**Text**
To achieve the above object, there is also provided an apparatus for controlling an operation of a compressor including: a stroke calculator for calculating a stroke estimate value of a compressor based on a value of a current applied to a motor of the compressor and a value of a voltage applied to the motor of the compressor; an operation frequency reference value determining unit for integrating the current value to output an integrated current value, detecting a mechanical resonance frequency of the compressor based on the stroke estimate value and the integrated current value, and determining the detected mechanical resonance frequency as an operation frequency reference value; and a controller for varying a current operation frequency of the compressor based on the determining the operation frequency reference value.

To achieve the above object, there is also provided an apparatus for controlling an operation of a compressor including: a current detector for detecting a current applied to a motor of a compressor; a voltage detector for detecting a voltage applied to the motor; a stroke calculator for calculating a stroke estimate value of the compressor based on the detected current and voltage values and a parameter of the motor; an operation frequency reference value determining unit for integrating the current value to output an integrated current value, detecting a mechanical resonance frequency of the compressor based on the stroke estimate value and the integrated current value, and determining the detected mechanical resonance frequency as an operation frequency reference value; a comparator for comparing the stroke estimate value outputted from the stroke calculator with a stroke reference value and outputting a difference value according to the comparison result; and a controller for controlling an operation of the compressor by varying a current operation frequency according to the determined operation frequency reference value and varying the voltage applied to the motor of the compressor according to the difference value outputted from the comparator.

**Given exercise A**
In the listing, between the lines holding "Expected: for every instance of the elephant ear" and "x=562 y=228", inclusive, change "innermost" to "central" and leave everything else unchanged.
The text and the listing come from separate, unrelated sources.

**Material to process**
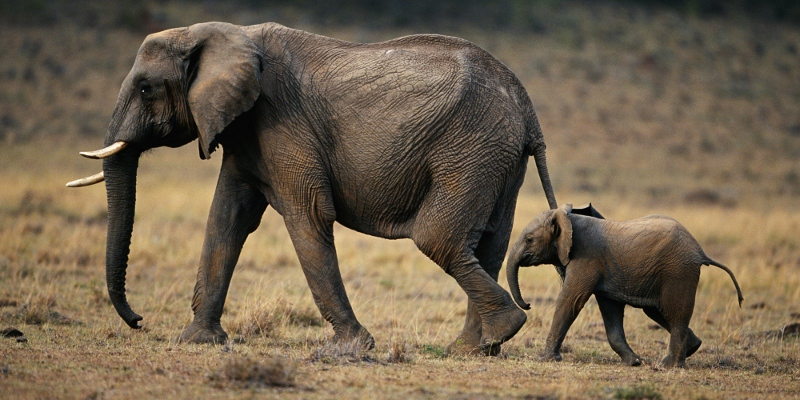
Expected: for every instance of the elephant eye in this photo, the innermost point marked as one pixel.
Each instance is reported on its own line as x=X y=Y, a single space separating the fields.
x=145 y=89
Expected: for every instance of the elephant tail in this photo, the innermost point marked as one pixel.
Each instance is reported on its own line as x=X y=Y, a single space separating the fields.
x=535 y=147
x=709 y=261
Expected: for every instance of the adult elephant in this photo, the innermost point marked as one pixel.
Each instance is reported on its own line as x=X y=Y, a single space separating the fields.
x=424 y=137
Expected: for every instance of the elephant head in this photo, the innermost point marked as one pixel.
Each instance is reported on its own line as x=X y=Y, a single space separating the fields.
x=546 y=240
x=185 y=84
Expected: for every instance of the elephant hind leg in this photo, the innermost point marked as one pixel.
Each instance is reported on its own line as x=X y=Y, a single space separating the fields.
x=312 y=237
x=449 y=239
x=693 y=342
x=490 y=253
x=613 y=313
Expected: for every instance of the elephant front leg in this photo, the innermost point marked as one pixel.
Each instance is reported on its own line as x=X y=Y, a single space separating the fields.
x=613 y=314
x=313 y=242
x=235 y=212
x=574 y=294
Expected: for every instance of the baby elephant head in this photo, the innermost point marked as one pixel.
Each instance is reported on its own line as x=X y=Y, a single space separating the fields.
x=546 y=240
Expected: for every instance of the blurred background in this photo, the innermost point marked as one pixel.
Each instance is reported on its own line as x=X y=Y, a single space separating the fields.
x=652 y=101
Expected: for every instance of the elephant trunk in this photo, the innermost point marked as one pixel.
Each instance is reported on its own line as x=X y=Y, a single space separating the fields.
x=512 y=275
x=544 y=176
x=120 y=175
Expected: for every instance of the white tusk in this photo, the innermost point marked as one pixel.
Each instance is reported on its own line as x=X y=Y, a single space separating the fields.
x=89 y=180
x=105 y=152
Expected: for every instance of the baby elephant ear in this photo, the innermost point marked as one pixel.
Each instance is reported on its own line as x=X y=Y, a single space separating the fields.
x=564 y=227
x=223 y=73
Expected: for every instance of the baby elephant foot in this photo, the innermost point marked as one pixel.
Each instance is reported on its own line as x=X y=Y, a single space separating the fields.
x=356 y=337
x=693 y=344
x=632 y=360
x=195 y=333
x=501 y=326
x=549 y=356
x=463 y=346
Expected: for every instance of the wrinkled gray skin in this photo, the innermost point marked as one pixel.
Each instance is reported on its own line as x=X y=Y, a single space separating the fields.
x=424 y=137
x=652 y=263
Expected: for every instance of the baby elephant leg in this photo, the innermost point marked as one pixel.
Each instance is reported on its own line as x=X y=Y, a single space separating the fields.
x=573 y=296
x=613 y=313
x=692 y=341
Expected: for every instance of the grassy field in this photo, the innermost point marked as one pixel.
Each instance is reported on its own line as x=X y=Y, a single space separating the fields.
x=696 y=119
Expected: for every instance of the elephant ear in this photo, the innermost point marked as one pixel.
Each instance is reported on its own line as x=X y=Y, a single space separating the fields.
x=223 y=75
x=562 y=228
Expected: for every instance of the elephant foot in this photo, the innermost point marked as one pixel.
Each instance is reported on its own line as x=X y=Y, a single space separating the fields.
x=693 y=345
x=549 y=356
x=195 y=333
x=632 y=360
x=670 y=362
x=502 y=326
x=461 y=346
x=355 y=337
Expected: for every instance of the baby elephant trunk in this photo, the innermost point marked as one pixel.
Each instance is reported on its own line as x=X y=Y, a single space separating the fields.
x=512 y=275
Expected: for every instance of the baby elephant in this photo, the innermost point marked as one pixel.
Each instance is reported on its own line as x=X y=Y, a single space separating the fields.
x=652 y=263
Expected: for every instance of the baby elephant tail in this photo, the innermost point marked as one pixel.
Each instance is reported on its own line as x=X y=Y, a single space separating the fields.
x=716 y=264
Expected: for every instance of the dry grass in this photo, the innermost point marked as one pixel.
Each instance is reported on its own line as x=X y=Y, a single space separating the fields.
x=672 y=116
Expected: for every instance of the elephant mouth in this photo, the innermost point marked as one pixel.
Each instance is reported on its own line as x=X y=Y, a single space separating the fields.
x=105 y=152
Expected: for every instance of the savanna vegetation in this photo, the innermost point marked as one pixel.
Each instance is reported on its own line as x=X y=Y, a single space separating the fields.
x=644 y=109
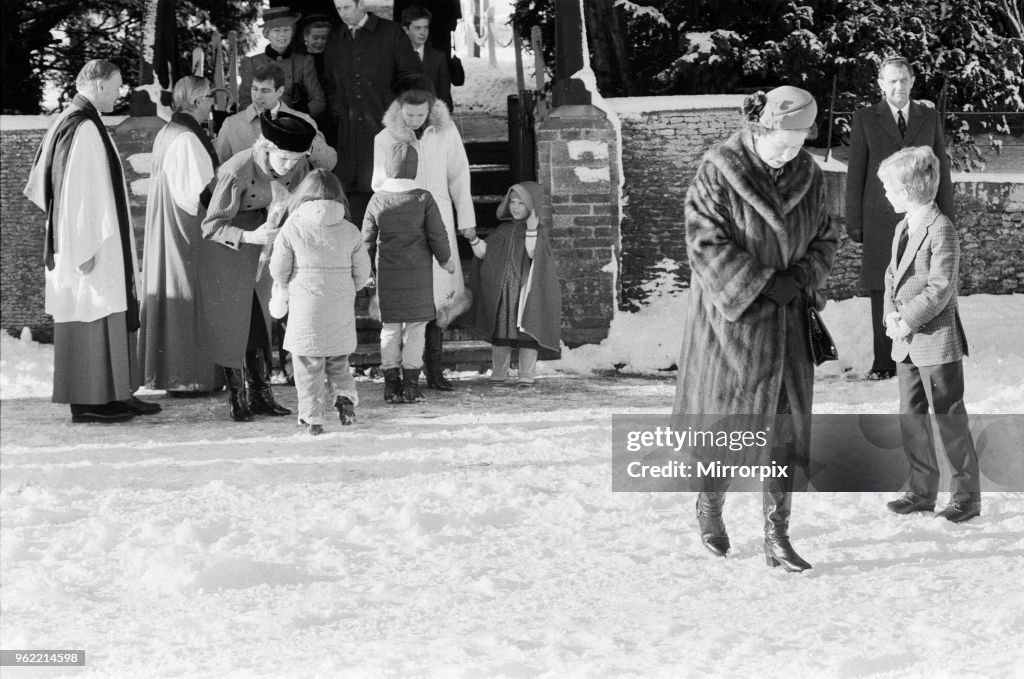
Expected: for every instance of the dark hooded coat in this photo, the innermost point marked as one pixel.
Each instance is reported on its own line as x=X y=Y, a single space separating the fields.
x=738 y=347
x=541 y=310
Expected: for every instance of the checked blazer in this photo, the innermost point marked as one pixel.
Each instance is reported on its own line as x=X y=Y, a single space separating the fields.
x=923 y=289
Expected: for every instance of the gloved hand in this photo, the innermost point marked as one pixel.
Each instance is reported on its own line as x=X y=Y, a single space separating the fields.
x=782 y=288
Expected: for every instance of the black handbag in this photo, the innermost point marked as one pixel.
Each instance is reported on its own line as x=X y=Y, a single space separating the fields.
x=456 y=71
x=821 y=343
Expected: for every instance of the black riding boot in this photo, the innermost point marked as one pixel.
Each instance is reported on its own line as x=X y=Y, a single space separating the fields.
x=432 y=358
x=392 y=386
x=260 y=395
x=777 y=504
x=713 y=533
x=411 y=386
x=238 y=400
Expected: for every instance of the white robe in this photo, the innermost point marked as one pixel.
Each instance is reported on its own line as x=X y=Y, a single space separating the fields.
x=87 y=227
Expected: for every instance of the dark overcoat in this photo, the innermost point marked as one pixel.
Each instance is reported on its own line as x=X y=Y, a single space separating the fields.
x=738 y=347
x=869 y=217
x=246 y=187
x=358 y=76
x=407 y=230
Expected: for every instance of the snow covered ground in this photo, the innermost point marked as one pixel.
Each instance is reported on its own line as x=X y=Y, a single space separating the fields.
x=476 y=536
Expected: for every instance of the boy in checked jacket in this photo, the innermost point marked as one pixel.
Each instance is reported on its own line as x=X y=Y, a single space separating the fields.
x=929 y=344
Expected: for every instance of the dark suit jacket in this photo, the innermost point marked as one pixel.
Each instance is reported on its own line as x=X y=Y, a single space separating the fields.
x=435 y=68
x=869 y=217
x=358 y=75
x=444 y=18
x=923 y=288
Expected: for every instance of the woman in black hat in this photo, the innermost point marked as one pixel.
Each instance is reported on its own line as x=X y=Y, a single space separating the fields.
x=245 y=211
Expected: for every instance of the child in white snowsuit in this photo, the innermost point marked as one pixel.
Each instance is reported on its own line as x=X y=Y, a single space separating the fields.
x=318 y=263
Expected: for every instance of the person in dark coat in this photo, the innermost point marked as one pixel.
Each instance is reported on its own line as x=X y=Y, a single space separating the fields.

**Given exercise B**
In the compressor control text, what does the comparator compare the stroke estimate value with?

**Exercise solution A**
Expected: for every instance of the elephant ear in this photo, the central point marked as one pixel.
Each instance is reported on its own line as x=X y=Y, a single space separating the fields.
x=223 y=75
x=562 y=228

**Exercise solution B**
A stroke reference value.